Personal information
- Date of birth: 23 September 2000 (age 25)
- Place of birth: Ibadan, Nigeria
- Height: 1.87 m (6 ft 2 in)
- Position: Right-back

Team information
- Current team: Richmond Kickers
- Number: 26

Youth career
- 2012–2019: Houston Dynamo

College career
- Years: Team / Apps / (Gls)
- 2019–2022: SLU Billikens / 52 / (6)

Senior career*
- Years: Team / Apps / (Gls)
- 2021: Flint City Bucks / 7 / (1)
- 2022–2023: Houston Dynamo 2 / 45 / (2)
- 2023: Houston Dynamo / 0 / (0)
- 2024: Birmingham Legion / 10 / (1)
- 2024: Miami FC / 17 / (0)
- 2026–: Richmond Kickers / 7 / (1)

= Mujeeb Murana =

Nigerian footballer (born 2003)

Mujeeb Murana (born 23 September 2000) is a Nigerian professional footballer who plays as a right-back for USL League One club Richmond Kickers.

==Club career==
Born in Nigeria, Murana moved to the United States in 2007 with his father, and enrolled in local soccer programs. He joined the youth academy of Houston Dynamo in 2012, and captained their youth team at U19 level. He attended Saint Louis University, where he was a mainstay of their soccer team the SLU Billikens. He had a stint with the Flint City Bucks in 2021, with 1 goal and 7 appearances. On 16 February 2023, he signed a homegrown contract with the Houston Dynamo for the 2023 season, with options to extended until 2025.

> [THINGS TO DO]:
**A)** Quote the Mujeeb Murana article, beginning at the words "Youth career" and stopping after "Legion / 10 / (1)".
**B)** Write what comes next in the Mujeeb Murana article, picking up after its final sentence.

> [INFORMATION SHOWN]:

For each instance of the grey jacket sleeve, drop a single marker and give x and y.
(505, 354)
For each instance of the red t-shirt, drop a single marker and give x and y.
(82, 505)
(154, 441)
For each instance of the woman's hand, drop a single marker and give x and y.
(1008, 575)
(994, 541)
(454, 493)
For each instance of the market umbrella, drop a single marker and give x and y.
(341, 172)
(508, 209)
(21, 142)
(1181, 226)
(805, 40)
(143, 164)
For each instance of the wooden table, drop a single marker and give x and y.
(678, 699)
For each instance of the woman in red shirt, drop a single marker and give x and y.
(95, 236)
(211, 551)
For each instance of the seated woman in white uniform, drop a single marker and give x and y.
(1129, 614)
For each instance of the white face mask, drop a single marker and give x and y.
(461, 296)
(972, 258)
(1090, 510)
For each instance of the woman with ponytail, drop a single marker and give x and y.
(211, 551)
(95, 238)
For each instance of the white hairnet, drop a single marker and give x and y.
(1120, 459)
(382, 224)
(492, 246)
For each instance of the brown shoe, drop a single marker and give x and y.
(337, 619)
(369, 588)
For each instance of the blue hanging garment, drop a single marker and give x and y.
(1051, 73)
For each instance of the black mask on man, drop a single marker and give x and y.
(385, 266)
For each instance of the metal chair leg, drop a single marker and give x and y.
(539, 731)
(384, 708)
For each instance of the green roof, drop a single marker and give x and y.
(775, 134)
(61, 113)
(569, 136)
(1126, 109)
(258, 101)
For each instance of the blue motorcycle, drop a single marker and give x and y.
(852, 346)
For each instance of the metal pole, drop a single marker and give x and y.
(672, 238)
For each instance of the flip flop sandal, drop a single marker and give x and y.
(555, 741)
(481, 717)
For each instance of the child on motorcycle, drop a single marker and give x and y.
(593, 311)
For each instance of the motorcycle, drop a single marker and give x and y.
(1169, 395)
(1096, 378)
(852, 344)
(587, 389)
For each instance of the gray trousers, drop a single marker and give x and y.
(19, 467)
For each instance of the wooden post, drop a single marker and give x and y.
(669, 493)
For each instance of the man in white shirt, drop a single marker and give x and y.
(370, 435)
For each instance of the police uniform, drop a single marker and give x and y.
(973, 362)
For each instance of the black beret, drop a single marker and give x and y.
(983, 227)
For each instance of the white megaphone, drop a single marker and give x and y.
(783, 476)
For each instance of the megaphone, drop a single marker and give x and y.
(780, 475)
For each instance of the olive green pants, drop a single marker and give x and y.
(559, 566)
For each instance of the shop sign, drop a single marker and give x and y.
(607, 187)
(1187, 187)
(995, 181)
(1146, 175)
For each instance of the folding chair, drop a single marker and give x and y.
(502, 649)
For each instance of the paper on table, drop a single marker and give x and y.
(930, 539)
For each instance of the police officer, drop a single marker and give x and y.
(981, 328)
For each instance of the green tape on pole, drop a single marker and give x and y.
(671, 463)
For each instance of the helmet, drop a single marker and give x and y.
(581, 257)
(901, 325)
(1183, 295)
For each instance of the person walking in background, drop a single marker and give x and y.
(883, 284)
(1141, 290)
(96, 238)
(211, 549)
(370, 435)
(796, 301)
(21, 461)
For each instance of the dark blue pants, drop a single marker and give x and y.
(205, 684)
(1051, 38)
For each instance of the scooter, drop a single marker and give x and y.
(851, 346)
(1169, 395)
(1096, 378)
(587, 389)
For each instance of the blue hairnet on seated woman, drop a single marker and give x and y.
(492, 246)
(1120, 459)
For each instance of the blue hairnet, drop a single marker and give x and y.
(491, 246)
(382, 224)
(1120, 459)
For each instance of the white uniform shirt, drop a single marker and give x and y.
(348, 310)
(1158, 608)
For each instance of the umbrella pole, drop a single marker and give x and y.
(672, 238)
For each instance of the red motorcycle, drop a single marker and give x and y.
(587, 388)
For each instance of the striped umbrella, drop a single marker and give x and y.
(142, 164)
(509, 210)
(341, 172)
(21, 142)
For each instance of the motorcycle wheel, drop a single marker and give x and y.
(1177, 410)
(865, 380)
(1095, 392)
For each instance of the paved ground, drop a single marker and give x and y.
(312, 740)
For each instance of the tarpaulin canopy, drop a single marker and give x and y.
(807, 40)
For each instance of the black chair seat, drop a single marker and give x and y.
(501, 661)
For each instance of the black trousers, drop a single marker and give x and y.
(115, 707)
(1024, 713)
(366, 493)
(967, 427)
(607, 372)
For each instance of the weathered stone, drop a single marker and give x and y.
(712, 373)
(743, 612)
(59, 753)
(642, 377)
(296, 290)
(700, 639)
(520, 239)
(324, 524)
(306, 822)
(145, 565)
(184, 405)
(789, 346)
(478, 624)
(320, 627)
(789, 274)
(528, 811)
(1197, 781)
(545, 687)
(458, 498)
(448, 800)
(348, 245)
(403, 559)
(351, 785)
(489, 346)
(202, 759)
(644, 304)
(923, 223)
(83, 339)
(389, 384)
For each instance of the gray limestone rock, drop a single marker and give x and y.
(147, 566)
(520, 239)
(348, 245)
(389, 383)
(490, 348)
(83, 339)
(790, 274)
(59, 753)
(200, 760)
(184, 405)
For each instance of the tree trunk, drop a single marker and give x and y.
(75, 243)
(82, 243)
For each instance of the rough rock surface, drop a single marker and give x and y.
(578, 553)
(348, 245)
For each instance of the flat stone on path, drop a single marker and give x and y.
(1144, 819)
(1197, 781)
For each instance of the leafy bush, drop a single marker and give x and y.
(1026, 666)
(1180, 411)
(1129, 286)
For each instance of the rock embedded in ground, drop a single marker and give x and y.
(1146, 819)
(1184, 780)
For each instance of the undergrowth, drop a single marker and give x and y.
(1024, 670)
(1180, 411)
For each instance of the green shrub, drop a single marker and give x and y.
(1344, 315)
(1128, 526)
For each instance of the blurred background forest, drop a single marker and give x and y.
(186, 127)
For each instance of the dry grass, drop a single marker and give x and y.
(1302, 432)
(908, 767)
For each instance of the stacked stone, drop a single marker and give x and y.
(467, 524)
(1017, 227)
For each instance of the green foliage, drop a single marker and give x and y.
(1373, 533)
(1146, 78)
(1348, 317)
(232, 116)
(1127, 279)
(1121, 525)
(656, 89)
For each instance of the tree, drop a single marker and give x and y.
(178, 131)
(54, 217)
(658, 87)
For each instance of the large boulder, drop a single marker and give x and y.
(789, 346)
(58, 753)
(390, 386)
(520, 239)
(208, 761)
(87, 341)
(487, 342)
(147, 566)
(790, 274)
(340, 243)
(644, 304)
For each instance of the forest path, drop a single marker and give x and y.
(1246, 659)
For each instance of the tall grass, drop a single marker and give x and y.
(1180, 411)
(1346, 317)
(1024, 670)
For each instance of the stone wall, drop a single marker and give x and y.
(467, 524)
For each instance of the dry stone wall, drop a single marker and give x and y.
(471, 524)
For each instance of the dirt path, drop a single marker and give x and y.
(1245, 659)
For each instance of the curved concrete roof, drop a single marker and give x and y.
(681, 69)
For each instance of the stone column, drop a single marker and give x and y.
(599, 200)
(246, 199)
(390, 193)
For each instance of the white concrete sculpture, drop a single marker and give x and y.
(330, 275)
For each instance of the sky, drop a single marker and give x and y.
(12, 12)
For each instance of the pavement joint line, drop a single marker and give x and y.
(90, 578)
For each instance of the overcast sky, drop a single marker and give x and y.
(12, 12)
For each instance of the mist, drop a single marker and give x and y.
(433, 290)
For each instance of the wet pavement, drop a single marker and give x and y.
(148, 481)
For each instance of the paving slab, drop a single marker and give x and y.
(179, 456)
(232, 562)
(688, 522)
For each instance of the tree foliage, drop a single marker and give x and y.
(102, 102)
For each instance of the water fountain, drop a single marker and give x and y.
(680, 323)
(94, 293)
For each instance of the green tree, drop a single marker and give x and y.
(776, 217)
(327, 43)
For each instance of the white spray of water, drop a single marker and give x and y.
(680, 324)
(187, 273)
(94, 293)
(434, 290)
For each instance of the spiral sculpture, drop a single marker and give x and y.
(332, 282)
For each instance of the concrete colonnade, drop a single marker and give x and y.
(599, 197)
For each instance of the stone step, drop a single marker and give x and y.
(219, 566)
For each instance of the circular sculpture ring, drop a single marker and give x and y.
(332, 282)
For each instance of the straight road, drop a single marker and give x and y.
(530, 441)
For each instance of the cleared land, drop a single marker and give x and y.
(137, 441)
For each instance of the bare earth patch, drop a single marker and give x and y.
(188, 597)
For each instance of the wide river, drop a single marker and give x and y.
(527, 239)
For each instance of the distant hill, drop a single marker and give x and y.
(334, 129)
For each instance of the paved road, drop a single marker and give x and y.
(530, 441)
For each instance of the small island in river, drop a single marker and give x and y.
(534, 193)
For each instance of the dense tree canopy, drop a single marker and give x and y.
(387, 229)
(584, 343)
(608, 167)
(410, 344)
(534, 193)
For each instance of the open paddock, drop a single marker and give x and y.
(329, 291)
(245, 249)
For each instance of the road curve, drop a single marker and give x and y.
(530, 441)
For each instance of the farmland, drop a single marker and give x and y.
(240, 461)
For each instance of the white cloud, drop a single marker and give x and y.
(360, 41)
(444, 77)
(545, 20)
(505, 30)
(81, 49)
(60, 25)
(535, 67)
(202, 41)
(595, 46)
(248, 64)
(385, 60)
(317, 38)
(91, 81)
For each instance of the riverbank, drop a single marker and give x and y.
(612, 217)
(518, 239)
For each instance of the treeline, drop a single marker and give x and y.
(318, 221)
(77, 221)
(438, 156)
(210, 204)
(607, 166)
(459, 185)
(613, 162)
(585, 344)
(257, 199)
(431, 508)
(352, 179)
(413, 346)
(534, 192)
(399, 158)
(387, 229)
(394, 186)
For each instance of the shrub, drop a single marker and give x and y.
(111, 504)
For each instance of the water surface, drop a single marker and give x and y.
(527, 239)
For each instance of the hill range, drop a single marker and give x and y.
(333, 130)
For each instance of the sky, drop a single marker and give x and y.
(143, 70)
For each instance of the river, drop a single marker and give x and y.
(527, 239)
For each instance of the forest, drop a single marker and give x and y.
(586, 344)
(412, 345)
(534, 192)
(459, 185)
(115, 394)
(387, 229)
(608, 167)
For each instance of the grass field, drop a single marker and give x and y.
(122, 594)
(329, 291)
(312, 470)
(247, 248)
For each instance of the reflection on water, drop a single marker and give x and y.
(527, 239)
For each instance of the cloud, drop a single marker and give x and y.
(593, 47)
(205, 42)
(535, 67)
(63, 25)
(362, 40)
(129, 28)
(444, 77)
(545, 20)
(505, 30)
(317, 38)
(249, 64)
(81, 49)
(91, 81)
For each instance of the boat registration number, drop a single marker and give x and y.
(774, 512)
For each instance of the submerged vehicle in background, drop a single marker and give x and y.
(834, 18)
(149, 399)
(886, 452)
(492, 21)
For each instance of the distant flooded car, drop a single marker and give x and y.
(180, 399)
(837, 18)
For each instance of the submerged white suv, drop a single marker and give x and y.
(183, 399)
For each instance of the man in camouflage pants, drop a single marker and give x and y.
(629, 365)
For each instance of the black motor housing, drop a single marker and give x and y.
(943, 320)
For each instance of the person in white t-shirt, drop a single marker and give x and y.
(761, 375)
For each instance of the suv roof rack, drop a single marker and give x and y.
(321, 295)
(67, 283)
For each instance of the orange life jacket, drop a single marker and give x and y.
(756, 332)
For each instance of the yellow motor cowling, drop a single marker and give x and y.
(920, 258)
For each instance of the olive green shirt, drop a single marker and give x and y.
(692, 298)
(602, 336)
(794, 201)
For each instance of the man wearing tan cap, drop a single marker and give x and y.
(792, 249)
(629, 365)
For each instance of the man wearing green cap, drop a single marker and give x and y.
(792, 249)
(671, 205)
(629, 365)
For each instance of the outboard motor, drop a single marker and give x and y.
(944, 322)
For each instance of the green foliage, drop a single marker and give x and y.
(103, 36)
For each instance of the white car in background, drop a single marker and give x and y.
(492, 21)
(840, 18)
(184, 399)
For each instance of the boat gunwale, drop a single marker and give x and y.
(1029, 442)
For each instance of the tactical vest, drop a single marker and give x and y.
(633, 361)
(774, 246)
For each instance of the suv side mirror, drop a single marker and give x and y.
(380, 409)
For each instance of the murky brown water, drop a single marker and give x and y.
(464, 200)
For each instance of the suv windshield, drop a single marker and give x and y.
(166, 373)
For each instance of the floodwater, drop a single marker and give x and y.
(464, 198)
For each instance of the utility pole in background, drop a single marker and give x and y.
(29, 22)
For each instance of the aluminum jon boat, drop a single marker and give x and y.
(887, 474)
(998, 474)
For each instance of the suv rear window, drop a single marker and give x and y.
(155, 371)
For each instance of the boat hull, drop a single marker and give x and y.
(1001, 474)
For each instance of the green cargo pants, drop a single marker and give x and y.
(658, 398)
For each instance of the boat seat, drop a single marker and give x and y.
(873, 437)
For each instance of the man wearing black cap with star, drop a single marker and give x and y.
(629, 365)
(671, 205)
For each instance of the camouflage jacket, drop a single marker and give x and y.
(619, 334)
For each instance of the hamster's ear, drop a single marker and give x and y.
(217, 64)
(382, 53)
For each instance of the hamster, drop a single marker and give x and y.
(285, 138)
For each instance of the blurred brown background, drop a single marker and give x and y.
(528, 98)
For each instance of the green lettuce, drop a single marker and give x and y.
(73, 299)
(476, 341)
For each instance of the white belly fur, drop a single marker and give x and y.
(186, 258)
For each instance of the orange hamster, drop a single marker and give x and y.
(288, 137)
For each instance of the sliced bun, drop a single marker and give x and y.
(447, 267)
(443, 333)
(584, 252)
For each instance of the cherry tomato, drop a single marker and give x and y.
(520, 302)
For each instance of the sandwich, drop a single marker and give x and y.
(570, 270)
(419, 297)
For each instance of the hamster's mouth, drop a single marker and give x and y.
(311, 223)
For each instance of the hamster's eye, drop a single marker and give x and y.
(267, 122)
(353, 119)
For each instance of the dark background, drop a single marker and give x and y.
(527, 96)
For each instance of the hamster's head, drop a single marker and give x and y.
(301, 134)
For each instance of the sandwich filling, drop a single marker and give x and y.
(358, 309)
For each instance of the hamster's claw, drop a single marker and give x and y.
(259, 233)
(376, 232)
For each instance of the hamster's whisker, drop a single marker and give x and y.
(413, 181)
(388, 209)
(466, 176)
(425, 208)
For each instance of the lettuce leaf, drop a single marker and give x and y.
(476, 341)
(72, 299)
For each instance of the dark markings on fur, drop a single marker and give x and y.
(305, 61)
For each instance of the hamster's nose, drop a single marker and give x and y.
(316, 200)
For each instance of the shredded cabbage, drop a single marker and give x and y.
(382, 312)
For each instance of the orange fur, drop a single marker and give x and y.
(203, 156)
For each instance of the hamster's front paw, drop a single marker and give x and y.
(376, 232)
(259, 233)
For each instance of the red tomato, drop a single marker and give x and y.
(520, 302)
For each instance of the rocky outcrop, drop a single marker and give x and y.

> [SOLVED PROBLEMS]:
**A)**
Youth career
- 2012–2019: Houston Dynamo

College career
- Years: Team / Apps / (Gls)
- 2019–2022: SLU Billikens / 52 / (6)

Senior career*
- Years: Team / Apps / (Gls)
- 2021: Flint City Bucks / 7 / (1)
- 2022–2023: Houston Dynamo 2 / 45 / (2)
- 2023: Houston Dynamo / 0 / (0)
- 2024: Birmingham Legion / 10 / (1)

**B)**
He made his senior and professional debut with Houston Dynamo in a 1–0 U.S. Open Cup win over Sporting Kansas City on 10 May 2023.

Following his release from Houston at the end of their 2023 season, Murana joined USL Championship side Birmingham Legion. He transferred to Miami FC on June 1, 2024.

On 4 December 2025, Murana signed for USL League One club Richmond Kickers for their 2026 season.

He made his debut for the Kickers in the opening match of the USL League One season, in a 1–1 draw against AV Alta.

==Personal life==
Murana's older brother Quayyum Murana also played football with the SLU Billikens. He speaks the Yoruba language.